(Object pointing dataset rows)
—————

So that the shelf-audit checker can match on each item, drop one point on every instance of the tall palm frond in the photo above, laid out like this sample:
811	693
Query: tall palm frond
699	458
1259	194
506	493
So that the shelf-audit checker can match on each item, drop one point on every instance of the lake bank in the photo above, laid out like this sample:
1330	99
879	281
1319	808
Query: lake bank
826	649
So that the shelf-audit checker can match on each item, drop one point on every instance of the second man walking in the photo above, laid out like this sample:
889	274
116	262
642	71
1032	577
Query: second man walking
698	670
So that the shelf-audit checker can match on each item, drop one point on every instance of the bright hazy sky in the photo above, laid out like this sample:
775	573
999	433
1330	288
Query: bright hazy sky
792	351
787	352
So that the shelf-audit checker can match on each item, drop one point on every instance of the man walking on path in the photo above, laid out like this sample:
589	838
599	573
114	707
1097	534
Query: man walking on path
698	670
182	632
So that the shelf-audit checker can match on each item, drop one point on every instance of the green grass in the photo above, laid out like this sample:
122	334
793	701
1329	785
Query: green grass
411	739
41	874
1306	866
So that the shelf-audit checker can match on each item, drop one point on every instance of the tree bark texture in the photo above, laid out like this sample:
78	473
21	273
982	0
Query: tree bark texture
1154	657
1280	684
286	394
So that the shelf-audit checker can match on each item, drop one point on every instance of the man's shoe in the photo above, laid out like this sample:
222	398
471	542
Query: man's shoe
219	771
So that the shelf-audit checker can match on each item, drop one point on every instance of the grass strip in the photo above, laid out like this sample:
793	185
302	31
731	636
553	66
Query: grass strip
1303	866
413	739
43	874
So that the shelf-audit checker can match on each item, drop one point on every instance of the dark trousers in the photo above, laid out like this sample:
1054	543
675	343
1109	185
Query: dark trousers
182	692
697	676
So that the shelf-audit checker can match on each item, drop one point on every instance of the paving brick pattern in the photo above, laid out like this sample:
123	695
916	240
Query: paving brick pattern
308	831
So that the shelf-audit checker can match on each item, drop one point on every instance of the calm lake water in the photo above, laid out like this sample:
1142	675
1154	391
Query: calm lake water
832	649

—————

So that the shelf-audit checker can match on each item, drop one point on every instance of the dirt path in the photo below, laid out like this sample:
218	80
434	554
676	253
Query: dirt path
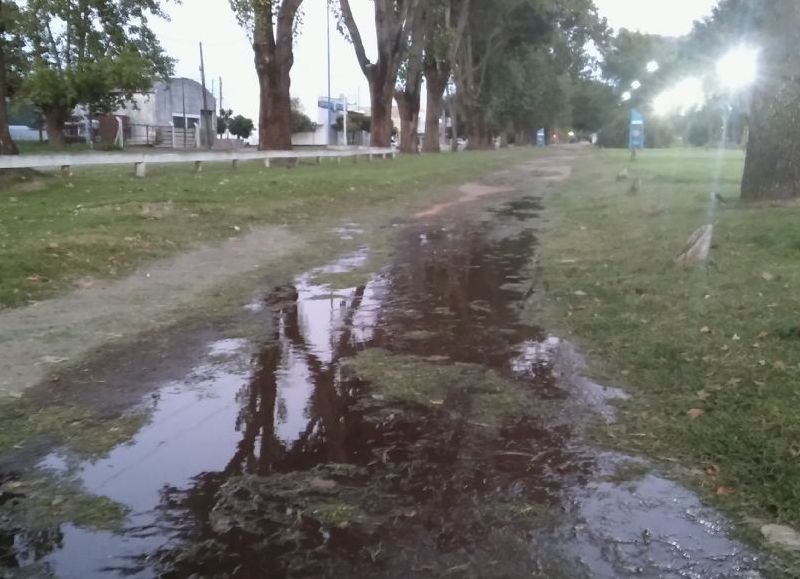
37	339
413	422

—————

- Prompt -
In the records above, on how many lines does the string "water" appear? Give only the number.

- Problem solution -
2